Requirement
Every entry must be duplicated word for word.

:: Provided data ::

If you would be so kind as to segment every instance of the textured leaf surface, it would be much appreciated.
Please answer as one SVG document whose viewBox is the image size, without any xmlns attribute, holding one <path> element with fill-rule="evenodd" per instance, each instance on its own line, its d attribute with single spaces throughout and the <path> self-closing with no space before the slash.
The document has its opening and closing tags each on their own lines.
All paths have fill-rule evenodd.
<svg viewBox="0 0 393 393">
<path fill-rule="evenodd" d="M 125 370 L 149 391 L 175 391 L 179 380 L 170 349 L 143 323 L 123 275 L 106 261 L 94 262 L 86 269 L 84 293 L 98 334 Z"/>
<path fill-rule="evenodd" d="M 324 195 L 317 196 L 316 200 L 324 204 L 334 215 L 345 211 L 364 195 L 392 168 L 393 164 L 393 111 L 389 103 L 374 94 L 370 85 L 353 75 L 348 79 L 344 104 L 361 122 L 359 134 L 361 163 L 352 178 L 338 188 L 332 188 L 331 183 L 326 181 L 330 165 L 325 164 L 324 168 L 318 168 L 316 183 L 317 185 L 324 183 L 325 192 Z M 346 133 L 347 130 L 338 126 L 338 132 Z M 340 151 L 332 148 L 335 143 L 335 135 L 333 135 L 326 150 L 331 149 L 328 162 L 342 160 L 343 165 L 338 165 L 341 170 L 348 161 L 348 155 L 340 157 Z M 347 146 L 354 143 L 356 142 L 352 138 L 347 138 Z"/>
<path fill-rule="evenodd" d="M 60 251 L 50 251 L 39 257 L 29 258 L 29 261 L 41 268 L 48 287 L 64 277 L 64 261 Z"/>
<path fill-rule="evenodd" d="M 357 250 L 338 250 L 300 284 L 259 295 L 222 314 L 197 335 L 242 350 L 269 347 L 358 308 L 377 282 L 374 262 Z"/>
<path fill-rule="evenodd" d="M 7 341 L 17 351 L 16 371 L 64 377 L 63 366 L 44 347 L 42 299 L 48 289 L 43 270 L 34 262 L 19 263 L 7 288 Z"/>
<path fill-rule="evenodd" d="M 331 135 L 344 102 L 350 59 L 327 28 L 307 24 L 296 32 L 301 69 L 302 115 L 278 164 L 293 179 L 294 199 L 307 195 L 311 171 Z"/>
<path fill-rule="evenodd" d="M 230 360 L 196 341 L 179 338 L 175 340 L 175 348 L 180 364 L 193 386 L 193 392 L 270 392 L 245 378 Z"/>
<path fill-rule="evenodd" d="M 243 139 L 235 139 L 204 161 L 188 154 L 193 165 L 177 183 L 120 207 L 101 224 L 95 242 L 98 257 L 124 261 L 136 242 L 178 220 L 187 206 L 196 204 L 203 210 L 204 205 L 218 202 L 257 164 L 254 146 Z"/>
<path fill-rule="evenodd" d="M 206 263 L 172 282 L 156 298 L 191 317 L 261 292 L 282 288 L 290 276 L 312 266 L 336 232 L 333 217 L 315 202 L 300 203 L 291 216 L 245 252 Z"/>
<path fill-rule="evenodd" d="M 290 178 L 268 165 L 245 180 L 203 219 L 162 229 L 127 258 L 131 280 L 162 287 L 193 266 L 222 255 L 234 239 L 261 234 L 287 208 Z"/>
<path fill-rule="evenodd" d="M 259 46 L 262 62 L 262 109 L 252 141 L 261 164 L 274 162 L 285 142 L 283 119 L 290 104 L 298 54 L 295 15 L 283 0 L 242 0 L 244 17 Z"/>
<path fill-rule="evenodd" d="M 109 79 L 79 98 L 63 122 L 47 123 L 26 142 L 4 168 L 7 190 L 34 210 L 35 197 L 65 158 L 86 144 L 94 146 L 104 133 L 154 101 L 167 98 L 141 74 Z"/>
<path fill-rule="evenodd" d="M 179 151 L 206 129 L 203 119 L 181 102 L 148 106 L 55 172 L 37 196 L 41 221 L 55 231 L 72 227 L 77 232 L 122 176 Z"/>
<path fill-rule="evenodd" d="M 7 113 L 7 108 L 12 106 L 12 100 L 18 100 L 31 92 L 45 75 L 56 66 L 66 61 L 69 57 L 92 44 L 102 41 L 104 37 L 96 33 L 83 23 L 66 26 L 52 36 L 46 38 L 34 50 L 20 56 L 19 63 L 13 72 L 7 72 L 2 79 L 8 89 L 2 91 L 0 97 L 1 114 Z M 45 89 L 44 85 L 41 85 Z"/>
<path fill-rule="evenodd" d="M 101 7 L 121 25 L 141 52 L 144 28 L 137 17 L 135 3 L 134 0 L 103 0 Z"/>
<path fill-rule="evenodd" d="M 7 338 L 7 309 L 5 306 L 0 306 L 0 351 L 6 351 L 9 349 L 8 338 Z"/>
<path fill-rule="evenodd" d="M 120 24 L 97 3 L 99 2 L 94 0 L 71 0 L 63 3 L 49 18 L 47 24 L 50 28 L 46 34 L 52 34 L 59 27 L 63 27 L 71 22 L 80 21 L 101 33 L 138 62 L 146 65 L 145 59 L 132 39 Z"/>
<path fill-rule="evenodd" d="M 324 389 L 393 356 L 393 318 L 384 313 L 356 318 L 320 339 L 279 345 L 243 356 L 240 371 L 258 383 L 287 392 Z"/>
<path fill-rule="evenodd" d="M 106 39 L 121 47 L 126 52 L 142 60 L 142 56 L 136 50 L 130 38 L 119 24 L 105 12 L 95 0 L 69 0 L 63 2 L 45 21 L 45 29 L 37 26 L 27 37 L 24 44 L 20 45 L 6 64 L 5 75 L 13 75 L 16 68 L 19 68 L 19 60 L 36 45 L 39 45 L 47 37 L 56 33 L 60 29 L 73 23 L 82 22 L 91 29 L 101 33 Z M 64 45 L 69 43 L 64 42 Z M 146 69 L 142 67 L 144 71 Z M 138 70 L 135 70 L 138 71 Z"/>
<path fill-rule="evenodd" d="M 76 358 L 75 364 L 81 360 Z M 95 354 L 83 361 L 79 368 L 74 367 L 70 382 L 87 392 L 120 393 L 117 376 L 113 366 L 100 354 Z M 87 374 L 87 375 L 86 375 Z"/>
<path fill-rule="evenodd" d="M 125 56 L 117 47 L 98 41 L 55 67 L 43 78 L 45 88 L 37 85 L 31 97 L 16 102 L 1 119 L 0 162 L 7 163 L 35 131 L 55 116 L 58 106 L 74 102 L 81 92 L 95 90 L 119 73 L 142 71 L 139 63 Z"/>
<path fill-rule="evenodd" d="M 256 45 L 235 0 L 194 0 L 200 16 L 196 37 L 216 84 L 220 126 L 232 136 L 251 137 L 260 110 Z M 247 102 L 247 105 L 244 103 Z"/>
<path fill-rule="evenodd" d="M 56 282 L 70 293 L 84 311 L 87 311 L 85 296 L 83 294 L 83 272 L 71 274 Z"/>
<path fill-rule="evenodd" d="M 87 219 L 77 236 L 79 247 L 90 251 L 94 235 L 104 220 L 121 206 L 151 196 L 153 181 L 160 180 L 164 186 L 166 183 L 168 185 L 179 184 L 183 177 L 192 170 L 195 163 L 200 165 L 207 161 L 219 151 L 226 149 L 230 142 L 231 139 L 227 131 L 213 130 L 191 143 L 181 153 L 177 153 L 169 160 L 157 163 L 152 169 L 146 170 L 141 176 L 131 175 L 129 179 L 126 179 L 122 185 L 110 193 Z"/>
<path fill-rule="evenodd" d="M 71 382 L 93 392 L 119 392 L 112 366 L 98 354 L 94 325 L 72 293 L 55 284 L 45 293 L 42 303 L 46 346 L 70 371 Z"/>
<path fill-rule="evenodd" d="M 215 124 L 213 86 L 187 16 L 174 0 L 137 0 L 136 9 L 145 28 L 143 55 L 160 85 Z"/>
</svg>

:::

Result of this exercise
If you would be so kind as to segment every instance of the textured leaf surface, it would be much appreciated.
Please answer as one SVG document whose viewBox is the image size, without any xmlns attribute, holding one <path> element with fill-rule="evenodd" per instance, each instance on its own line, its d attribute with single spaces throughout and the <path> self-closing with no space before the slash.
The document has its opening and closing tags each on their own lines.
All paths have fill-rule evenodd.
<svg viewBox="0 0 393 393">
<path fill-rule="evenodd" d="M 125 370 L 149 391 L 175 391 L 179 380 L 170 349 L 143 323 L 123 275 L 106 261 L 94 262 L 86 269 L 84 293 L 98 334 Z"/>
<path fill-rule="evenodd" d="M 324 195 L 317 196 L 316 200 L 324 204 L 334 215 L 345 211 L 364 195 L 392 168 L 393 164 L 393 111 L 389 103 L 374 94 L 370 85 L 353 75 L 348 79 L 344 104 L 361 122 L 359 134 L 361 163 L 352 178 L 338 188 L 332 188 L 331 183 L 326 181 L 330 165 L 325 164 L 324 168 L 318 168 L 316 183 L 317 185 L 324 183 L 325 192 Z M 346 133 L 347 130 L 338 126 L 338 132 Z M 340 151 L 332 148 L 335 143 L 335 135 L 333 135 L 326 150 L 331 149 L 328 162 L 342 160 L 343 165 L 338 165 L 341 170 L 348 161 L 348 155 L 340 157 Z M 347 146 L 354 143 L 356 142 L 352 138 L 347 138 Z"/>
<path fill-rule="evenodd" d="M 60 251 L 50 251 L 39 257 L 29 258 L 29 261 L 41 268 L 48 287 L 64 277 L 64 261 Z"/>
<path fill-rule="evenodd" d="M 357 250 L 338 250 L 300 284 L 259 295 L 222 314 L 197 335 L 242 350 L 269 347 L 358 308 L 377 282 L 374 262 Z"/>
<path fill-rule="evenodd" d="M 7 341 L 17 351 L 16 371 L 64 377 L 63 366 L 44 347 L 42 299 L 48 289 L 43 270 L 34 262 L 19 263 L 7 288 Z"/>
<path fill-rule="evenodd" d="M 331 135 L 344 102 L 350 59 L 327 28 L 307 24 L 296 32 L 301 69 L 302 115 L 278 164 L 293 179 L 294 199 L 307 195 L 311 171 Z"/>
<path fill-rule="evenodd" d="M 230 360 L 196 341 L 179 338 L 175 340 L 175 348 L 180 364 L 193 386 L 193 392 L 270 392 L 245 378 Z"/>
<path fill-rule="evenodd" d="M 243 139 L 235 139 L 204 161 L 188 154 L 193 165 L 177 183 L 120 207 L 101 224 L 95 242 L 98 257 L 124 261 L 136 242 L 178 220 L 187 206 L 196 204 L 203 210 L 204 205 L 218 202 L 257 164 L 254 146 Z"/>
<path fill-rule="evenodd" d="M 206 263 L 172 282 L 156 298 L 191 317 L 261 292 L 282 288 L 290 276 L 312 266 L 336 232 L 333 217 L 315 202 L 300 203 L 291 216 L 245 252 Z"/>
<path fill-rule="evenodd" d="M 290 178 L 268 165 L 245 180 L 203 219 L 162 229 L 127 258 L 131 280 L 162 287 L 193 266 L 222 255 L 234 239 L 261 234 L 287 208 Z"/>
<path fill-rule="evenodd" d="M 259 46 L 262 62 L 262 109 L 252 141 L 261 164 L 274 162 L 285 142 L 283 119 L 290 104 L 298 54 L 295 15 L 283 0 L 242 0 L 244 17 Z"/>
<path fill-rule="evenodd" d="M 109 79 L 79 98 L 63 122 L 47 123 L 26 142 L 4 168 L 7 190 L 34 210 L 35 197 L 65 158 L 86 144 L 94 146 L 104 133 L 154 101 L 167 98 L 141 74 Z"/>
<path fill-rule="evenodd" d="M 179 151 L 206 129 L 203 119 L 181 102 L 148 106 L 55 172 L 37 196 L 41 221 L 55 231 L 72 227 L 77 232 L 122 176 Z"/>
<path fill-rule="evenodd" d="M 7 113 L 7 108 L 12 106 L 12 100 L 18 100 L 31 92 L 45 75 L 56 66 L 66 61 L 69 57 L 92 44 L 102 41 L 104 37 L 96 33 L 83 23 L 66 26 L 52 36 L 46 38 L 34 50 L 20 56 L 19 63 L 13 72 L 7 72 L 2 79 L 8 89 L 2 91 L 0 97 L 1 114 Z M 45 89 L 44 85 L 41 85 Z"/>
<path fill-rule="evenodd" d="M 101 7 L 121 25 L 141 52 L 144 28 L 137 17 L 135 3 L 134 0 L 103 0 Z"/>
<path fill-rule="evenodd" d="M 7 338 L 7 309 L 5 306 L 0 306 L 0 351 L 6 351 L 9 349 L 8 338 Z"/>
<path fill-rule="evenodd" d="M 120 24 L 97 3 L 99 2 L 94 0 L 71 0 L 63 3 L 49 18 L 47 24 L 50 28 L 46 34 L 52 34 L 59 27 L 63 27 L 71 22 L 80 21 L 101 33 L 138 62 L 146 65 L 145 59 L 132 39 Z"/>
<path fill-rule="evenodd" d="M 324 389 L 393 356 L 393 318 L 384 313 L 356 318 L 320 339 L 279 345 L 243 356 L 240 371 L 258 383 L 287 392 Z"/>
<path fill-rule="evenodd" d="M 106 39 L 121 47 L 126 52 L 142 60 L 142 56 L 136 50 L 130 38 L 119 24 L 105 12 L 95 0 L 69 0 L 63 2 L 45 21 L 45 29 L 37 26 L 27 37 L 24 44 L 20 45 L 6 64 L 5 75 L 13 75 L 16 68 L 19 68 L 19 60 L 36 45 L 39 45 L 47 37 L 56 33 L 60 29 L 73 23 L 82 22 L 91 29 L 101 33 Z M 64 45 L 69 43 L 64 42 Z M 146 69 L 142 67 L 144 71 Z M 138 70 L 135 70 L 138 71 Z"/>
<path fill-rule="evenodd" d="M 76 358 L 75 364 L 81 360 Z M 95 354 L 83 361 L 79 368 L 74 367 L 70 382 L 87 392 L 120 393 L 117 376 L 113 366 L 100 354 Z M 87 374 L 87 375 L 86 375 Z"/>
<path fill-rule="evenodd" d="M 125 56 L 117 47 L 98 41 L 55 67 L 43 78 L 45 88 L 37 85 L 31 97 L 16 102 L 1 119 L 0 162 L 7 163 L 35 131 L 55 116 L 58 106 L 74 102 L 81 92 L 95 90 L 119 73 L 142 71 L 139 63 Z"/>
<path fill-rule="evenodd" d="M 256 45 L 235 0 L 194 0 L 200 16 L 196 37 L 216 84 L 220 126 L 232 136 L 251 137 L 260 110 Z M 247 102 L 247 105 L 244 103 Z"/>
<path fill-rule="evenodd" d="M 56 282 L 70 293 L 84 311 L 87 311 L 85 296 L 83 294 L 83 272 L 71 274 Z"/>
<path fill-rule="evenodd" d="M 87 219 L 77 236 L 79 247 L 90 251 L 94 235 L 104 220 L 121 206 L 151 196 L 153 181 L 160 180 L 164 186 L 166 183 L 168 185 L 179 184 L 183 177 L 192 170 L 195 163 L 200 165 L 207 161 L 219 151 L 226 149 L 230 142 L 231 139 L 227 131 L 213 130 L 191 143 L 181 153 L 177 153 L 169 160 L 157 163 L 152 169 L 146 170 L 141 176 L 131 175 L 129 179 L 126 179 L 122 185 L 110 193 Z"/>
<path fill-rule="evenodd" d="M 71 382 L 93 392 L 119 392 L 112 366 L 98 354 L 94 325 L 72 293 L 55 284 L 45 293 L 42 303 L 46 346 L 70 371 Z"/>
<path fill-rule="evenodd" d="M 215 124 L 213 86 L 187 16 L 174 0 L 137 0 L 136 9 L 145 28 L 143 55 L 160 85 Z"/>
</svg>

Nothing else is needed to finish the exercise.